### Record extracts ###

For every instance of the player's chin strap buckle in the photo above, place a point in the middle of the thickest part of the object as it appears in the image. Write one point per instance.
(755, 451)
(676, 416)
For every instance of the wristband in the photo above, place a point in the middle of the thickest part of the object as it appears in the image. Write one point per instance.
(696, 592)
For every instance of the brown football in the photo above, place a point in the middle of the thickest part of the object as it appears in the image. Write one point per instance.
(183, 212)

###
### Record extracts ###

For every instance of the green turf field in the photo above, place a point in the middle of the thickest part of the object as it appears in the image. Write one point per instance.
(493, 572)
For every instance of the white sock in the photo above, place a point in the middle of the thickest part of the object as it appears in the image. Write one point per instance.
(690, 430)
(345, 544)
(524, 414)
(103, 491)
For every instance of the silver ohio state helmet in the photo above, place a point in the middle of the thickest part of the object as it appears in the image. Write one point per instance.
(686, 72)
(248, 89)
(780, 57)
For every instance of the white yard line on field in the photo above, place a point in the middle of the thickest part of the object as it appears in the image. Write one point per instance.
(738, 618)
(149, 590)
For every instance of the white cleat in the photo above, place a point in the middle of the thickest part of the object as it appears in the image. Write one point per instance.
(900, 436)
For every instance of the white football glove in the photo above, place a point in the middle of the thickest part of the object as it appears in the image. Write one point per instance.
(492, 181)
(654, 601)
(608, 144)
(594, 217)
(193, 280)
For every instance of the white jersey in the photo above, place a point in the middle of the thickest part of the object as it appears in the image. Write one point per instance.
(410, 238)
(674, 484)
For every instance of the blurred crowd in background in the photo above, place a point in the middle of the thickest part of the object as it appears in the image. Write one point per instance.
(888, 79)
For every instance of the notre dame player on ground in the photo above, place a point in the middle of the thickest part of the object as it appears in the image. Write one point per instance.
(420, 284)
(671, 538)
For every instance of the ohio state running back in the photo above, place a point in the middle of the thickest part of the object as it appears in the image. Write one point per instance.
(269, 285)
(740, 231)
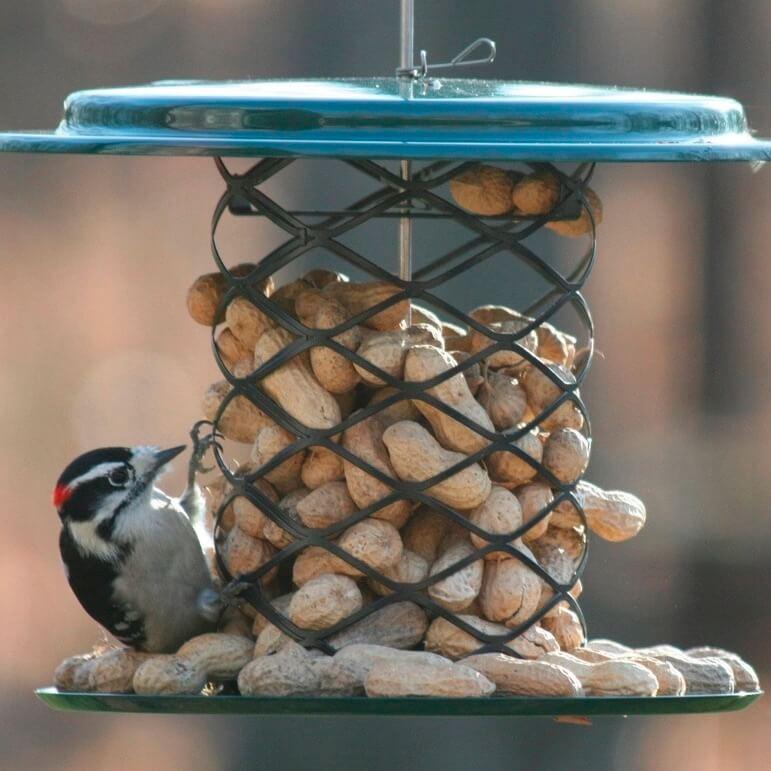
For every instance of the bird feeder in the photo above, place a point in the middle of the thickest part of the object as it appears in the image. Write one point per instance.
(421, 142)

###
### Record extracts ###

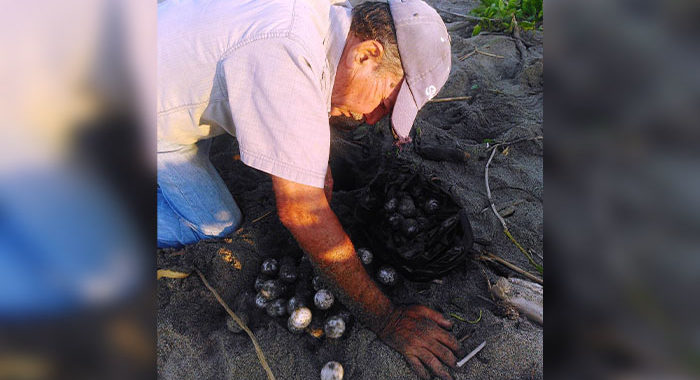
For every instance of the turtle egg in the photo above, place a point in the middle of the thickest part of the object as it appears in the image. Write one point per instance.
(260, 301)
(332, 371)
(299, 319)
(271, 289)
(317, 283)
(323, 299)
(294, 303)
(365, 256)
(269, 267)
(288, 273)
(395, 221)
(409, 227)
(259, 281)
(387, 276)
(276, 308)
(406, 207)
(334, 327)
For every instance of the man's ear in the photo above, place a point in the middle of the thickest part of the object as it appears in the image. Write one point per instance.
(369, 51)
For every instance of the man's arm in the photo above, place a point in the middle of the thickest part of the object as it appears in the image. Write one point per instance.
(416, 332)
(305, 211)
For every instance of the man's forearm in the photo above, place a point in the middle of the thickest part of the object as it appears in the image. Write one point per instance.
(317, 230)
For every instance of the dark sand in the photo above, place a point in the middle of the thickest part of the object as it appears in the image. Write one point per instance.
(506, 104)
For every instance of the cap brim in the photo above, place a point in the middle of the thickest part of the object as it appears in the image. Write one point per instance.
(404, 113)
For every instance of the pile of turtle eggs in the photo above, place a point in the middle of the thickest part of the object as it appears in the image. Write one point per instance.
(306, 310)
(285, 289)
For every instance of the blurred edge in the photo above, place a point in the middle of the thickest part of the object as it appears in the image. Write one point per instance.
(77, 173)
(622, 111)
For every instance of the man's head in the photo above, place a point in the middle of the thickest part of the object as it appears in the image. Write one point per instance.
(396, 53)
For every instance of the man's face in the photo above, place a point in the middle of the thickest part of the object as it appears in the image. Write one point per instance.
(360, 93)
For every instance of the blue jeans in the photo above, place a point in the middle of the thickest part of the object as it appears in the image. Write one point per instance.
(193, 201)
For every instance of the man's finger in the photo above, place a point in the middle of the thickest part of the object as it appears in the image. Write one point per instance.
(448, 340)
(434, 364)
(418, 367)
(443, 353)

###

▶ [Task details]: Pull out every row that contains the word "player", paying attention to case, and copy each one in full.

▶ [Solution for this problem]:
For every instance of the player's chin strap buckle in the photo above, place a point in the middle of the thickest part of the object as it appears in the image. Write one point per instance.
For every instance of the notre dame player on ground in the photo above, place a point in the middle of the thickest part of the object as it appears in the image. Write one point per instance.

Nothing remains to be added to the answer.